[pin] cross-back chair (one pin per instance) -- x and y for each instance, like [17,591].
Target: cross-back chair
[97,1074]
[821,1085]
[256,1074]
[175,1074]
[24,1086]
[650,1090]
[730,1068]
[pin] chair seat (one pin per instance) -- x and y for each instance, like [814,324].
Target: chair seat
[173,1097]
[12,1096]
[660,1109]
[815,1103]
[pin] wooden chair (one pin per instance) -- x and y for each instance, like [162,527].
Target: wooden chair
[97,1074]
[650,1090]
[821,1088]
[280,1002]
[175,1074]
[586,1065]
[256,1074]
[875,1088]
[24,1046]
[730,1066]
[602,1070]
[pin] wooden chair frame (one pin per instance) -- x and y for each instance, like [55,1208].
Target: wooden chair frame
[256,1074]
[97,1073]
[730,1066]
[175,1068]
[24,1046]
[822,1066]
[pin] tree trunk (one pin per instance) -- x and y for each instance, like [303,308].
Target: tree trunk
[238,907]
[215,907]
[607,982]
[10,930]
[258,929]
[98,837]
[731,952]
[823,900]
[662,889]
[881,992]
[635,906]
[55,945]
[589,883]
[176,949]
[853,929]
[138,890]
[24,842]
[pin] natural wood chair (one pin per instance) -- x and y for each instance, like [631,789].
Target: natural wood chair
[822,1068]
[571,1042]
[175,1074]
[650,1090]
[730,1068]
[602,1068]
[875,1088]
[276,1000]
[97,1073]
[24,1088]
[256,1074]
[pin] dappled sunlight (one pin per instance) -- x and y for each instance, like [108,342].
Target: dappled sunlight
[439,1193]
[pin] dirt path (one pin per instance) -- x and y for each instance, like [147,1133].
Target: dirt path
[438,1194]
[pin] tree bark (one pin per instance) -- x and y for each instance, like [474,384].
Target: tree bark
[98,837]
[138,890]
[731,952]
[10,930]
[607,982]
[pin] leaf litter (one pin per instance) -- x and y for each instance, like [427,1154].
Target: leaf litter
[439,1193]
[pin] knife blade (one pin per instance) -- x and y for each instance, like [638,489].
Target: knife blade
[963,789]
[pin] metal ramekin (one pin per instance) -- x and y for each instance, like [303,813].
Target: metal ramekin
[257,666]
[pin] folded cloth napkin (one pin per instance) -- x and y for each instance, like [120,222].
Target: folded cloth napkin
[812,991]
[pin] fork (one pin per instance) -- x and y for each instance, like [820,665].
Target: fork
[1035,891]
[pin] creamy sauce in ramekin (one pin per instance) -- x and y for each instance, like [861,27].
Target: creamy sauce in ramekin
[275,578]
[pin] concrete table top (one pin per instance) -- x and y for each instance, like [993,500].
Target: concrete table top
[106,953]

● Exercise details:
All lines from the records above should be copied exactly.

● Result:
[pin] cross-back chair (one pin per instance) -- x and y for each instance, like [17,591].
Target: cross-back chair
[97,1074]
[821,1085]
[256,1074]
[175,1074]
[24,1086]
[650,1090]
[730,1068]
[pin] chair seat (one pin per instance) -- x and y for each instance, like [814,324].
Target: chair seat
[173,1097]
[12,1096]
[660,1109]
[815,1103]
[pin] wooden chair (one pin per instance) -- x and y for each instance, like [162,527].
Target: wooden chair
[97,1074]
[650,1090]
[821,1088]
[280,1002]
[175,1074]
[586,1065]
[256,1074]
[875,1088]
[24,1046]
[730,1066]
[602,1070]
[pin] wooden chair frame (one pin per instance) -- x and y for each instance, like [55,1208].
Target: wooden chair frame
[256,1074]
[97,1073]
[730,1066]
[175,1068]
[24,1046]
[822,1066]
[pin] tree trunk (one pin per instance) -- x and y for each instance, like [303,308].
Target: tree trunk
[238,907]
[215,907]
[607,982]
[10,930]
[258,929]
[98,837]
[731,952]
[823,900]
[662,889]
[881,992]
[635,906]
[55,945]
[589,883]
[176,949]
[853,929]
[138,890]
[24,842]
[pin] natural wood chair (one pin per instance) -- x and y for each instance, like [631,789].
Target: natural wood chair
[822,1068]
[571,1042]
[175,1074]
[650,1090]
[730,1068]
[602,1068]
[875,1088]
[276,1000]
[97,1073]
[24,1088]
[256,1074]
[pin] dappled sunlight (one pin per instance) -- x and y for each instance, like [108,342].
Target: dappled sunlight
[439,1193]
[pin] dirt path (one pin per instance) -- x and y for each instance, like [147,1133].
Target: dirt path
[438,1194]
[pin] tree bark (one pin per instance) -- x and y for each instance, like [474,384].
Target: tree bark
[98,837]
[138,890]
[731,952]
[10,930]
[607,982]
[pin] leaf litter (one pin per instance) -- x and y for each instance, like [427,1154].
Target: leaf litter
[439,1193]
[pin] knife blade (one pin per instance) -- x and y for each instance, like [638,489].
Target: knife blade
[963,789]
[pin] metal ramekin (one pin per instance) -- x and y for each instance, like [303,813].
Target: metal ramekin
[257,666]
[pin] folded cloth napkin (one pin per instance) -- x and y for each instance, like [120,222].
Target: folded cloth napkin
[812,991]
[pin] fork (one pin per instance) -- x and y for each instance, like [820,665].
Target: fork
[1035,891]
[pin] creamy sauce in ramekin (one pin per instance) -- x and y for each instance, like [861,27].
Target: creamy sauce in ramekin
[275,578]
[pin] concrete table top (one pin per instance) -- x and y for each instance, like [993,500].
Target: concrete table top
[106,953]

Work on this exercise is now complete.